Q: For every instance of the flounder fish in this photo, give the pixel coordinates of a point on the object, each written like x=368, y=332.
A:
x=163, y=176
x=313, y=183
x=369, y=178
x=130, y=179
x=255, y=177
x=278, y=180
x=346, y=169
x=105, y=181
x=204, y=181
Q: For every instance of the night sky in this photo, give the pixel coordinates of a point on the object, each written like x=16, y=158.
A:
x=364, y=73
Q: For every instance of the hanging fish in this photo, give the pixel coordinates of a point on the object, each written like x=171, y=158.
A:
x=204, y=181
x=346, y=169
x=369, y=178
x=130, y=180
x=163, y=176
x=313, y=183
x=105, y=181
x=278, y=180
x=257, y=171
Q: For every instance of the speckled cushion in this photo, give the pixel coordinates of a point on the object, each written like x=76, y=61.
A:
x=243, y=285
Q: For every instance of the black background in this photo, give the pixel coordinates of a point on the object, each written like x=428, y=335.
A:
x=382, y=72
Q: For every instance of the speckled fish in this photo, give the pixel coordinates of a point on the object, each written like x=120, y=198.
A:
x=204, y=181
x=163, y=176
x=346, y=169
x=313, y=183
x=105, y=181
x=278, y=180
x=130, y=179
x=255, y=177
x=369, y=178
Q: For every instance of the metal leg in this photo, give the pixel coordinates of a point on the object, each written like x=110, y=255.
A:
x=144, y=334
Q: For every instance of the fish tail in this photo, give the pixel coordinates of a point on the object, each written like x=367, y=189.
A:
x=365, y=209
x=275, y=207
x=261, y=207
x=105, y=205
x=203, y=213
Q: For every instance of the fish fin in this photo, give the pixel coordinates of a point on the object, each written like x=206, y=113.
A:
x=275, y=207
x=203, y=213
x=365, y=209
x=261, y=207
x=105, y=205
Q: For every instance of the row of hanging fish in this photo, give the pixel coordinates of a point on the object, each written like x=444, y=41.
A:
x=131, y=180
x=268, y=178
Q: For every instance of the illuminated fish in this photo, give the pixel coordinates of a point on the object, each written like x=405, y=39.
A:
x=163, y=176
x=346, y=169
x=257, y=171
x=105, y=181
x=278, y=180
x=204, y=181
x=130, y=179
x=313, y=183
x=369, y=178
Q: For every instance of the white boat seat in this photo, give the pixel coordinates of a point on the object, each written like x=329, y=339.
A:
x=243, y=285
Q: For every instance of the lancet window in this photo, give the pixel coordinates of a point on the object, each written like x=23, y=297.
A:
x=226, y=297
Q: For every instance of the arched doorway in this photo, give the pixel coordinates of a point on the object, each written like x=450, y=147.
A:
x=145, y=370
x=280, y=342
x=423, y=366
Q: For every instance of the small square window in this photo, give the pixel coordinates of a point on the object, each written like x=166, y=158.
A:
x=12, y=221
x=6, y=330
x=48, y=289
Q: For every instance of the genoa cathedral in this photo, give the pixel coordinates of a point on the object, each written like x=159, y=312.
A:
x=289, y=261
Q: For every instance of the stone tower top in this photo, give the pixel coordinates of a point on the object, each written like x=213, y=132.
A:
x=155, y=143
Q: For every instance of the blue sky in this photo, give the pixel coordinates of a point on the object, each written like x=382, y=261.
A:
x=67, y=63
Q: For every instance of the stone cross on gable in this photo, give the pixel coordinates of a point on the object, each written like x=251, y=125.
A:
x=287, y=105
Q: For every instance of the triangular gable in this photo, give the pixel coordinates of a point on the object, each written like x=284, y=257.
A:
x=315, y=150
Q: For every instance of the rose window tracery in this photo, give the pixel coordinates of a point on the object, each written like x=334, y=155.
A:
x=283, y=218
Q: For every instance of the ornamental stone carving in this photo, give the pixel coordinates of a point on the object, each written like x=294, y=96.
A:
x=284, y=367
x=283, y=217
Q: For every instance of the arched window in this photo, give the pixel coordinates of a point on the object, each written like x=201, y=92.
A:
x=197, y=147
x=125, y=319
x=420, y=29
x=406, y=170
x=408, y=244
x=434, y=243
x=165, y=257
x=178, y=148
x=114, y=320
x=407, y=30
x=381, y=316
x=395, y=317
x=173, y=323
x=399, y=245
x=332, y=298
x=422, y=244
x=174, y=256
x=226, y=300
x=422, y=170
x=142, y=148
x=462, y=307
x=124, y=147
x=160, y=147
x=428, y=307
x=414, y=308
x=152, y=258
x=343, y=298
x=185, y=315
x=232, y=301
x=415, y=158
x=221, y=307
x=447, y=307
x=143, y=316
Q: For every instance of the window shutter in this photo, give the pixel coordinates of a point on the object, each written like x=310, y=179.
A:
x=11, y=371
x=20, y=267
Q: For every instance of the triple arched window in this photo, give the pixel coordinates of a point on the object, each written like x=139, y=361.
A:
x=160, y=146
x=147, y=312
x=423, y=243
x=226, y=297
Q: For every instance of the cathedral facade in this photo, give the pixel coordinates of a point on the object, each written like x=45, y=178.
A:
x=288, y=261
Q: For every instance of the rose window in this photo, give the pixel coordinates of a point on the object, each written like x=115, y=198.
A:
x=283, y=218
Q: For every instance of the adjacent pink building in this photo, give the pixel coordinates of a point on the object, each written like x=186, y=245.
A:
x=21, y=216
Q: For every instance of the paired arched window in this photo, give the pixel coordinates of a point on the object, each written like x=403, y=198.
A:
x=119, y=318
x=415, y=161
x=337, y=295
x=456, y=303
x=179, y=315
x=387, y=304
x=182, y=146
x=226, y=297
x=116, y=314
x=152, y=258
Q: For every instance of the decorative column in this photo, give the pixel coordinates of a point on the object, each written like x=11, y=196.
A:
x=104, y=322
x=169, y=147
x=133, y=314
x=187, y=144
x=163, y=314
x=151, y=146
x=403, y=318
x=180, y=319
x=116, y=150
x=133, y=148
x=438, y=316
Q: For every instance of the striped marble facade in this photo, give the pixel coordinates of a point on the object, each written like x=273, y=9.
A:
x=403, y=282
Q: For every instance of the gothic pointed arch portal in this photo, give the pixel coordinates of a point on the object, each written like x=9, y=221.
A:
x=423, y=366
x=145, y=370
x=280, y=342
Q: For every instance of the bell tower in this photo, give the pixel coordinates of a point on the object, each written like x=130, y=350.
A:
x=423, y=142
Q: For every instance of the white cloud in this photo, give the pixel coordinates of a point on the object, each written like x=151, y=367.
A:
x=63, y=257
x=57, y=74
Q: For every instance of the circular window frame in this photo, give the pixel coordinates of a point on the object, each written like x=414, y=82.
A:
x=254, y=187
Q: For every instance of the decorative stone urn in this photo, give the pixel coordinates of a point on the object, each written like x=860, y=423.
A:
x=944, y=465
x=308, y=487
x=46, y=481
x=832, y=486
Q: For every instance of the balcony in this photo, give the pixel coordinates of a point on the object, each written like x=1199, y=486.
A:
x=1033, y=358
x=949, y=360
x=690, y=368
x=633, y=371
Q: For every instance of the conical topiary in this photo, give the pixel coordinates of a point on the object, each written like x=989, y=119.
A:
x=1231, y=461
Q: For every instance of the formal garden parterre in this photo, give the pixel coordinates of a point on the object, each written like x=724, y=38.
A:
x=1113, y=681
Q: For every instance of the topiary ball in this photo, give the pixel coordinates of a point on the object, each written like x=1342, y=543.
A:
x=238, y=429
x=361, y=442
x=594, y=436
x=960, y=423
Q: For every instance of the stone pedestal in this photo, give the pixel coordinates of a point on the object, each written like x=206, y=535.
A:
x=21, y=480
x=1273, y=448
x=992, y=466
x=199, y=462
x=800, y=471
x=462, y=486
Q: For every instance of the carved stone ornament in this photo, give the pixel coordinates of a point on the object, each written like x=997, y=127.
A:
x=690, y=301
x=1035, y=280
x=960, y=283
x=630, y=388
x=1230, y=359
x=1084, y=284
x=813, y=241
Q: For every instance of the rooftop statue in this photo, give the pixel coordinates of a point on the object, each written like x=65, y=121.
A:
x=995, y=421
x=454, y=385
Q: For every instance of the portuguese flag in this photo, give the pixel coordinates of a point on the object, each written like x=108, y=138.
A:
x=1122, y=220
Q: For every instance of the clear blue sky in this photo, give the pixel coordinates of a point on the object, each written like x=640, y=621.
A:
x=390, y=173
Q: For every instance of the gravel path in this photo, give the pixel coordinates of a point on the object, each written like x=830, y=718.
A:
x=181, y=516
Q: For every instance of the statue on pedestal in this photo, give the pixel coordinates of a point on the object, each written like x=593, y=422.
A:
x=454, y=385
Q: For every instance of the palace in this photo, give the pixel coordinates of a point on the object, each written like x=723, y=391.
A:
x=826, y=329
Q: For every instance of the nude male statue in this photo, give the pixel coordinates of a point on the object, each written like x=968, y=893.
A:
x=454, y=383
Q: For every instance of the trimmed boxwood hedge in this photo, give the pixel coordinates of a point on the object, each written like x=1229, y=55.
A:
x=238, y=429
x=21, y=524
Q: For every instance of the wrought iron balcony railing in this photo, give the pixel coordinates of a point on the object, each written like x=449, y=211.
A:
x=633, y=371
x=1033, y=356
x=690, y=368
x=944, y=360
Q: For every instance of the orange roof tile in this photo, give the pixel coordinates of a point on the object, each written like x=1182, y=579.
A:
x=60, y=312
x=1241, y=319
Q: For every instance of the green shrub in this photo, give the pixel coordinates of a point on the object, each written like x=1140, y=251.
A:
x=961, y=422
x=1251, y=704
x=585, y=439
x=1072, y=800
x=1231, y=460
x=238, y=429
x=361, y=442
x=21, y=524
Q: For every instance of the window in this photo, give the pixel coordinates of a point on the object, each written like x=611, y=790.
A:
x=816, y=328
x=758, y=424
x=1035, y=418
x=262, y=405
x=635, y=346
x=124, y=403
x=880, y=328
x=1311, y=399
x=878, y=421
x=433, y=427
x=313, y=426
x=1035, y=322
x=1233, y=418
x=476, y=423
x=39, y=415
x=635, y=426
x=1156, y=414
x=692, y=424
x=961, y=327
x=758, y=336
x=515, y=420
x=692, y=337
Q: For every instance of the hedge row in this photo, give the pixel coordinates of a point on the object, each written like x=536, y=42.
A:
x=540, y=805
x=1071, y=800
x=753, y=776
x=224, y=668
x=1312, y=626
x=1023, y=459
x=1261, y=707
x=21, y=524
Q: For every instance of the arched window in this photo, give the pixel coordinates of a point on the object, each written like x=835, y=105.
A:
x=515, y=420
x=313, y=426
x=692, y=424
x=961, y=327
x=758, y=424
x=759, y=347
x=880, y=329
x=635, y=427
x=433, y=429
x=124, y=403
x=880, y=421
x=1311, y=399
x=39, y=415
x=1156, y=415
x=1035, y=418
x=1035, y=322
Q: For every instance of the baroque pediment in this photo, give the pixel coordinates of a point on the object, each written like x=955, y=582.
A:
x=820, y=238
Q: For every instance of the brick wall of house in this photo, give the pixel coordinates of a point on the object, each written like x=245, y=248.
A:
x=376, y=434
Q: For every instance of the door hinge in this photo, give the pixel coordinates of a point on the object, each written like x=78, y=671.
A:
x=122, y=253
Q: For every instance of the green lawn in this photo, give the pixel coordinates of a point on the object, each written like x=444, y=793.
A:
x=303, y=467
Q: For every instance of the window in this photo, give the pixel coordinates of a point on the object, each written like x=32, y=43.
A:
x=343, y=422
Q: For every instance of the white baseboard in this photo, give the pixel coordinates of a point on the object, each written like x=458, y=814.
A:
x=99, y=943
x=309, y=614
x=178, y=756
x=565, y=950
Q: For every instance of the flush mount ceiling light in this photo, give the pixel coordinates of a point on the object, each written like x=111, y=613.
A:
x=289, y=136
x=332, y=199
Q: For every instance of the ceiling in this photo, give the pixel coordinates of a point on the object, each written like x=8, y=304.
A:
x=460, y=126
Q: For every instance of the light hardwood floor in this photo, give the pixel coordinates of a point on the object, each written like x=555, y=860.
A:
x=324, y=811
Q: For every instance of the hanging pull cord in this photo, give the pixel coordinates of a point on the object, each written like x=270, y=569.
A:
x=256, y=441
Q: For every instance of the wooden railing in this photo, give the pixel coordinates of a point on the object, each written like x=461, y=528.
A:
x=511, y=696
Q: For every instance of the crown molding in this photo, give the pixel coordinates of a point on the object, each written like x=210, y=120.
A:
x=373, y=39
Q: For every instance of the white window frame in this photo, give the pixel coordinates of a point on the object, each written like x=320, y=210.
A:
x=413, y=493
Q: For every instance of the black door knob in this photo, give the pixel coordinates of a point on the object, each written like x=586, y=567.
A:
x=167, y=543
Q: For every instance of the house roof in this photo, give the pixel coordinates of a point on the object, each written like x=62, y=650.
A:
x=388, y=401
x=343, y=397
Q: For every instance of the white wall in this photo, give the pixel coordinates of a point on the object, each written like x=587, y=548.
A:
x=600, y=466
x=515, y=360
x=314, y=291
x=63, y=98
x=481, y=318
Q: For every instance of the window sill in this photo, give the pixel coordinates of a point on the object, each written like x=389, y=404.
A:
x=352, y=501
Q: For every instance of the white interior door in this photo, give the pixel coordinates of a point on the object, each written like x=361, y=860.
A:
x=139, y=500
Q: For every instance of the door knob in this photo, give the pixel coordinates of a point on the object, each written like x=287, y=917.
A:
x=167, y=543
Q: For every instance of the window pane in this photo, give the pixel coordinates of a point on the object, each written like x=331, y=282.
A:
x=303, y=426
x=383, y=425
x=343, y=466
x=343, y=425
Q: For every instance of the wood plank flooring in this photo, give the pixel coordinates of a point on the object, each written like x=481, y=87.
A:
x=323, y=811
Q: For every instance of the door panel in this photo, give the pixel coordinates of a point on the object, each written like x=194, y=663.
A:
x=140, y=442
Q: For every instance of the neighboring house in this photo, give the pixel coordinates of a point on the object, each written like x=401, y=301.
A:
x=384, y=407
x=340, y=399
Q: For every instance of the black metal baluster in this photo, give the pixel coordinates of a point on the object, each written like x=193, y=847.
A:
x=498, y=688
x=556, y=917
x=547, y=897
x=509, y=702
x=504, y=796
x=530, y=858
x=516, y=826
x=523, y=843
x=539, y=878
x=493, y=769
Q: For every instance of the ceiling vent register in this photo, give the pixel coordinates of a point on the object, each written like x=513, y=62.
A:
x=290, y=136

########################################

> **Short task**:
Rewrite the stretch from the line containing "Q: For every instance of the triangular" through the line containing "x=283, y=217", swapping "gable" for "pediment" and leaving everything else unchanged.

> **In response**:
Q: For every instance of the triangular pediment in this photo, give the pixel coordinates of a point on the object, each written like x=284, y=257.
A:
x=315, y=150
Q: For every instance of the rose window tracery in this photo, give the pixel coordinates of a point on the object, each written like x=334, y=155.
A:
x=283, y=218
Q: For every instance of the ornamental stone carving in this photo, give the pixel coordinates of a point on the object, each written like x=294, y=96.
A:
x=284, y=367
x=283, y=217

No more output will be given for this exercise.